Stored dataset items:

◆ ◆ ◆ ◆

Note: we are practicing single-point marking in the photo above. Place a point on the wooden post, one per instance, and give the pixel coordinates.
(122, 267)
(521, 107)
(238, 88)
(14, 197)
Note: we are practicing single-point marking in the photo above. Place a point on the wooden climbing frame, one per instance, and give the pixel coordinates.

◆ ◆ ◆ ◆

Every entry above should be transcribed exactly and in full.

Note: we are practicing single-point marking in the photo above. Place a point on the wooden post, one per instance, and give the pixel coordinates.
(122, 267)
(521, 107)
(238, 88)
(14, 197)
Note: we are practicing single-point marking in the photo above. Place a point on the wooden climbing frame, one per instance, and give the pixel coordinates.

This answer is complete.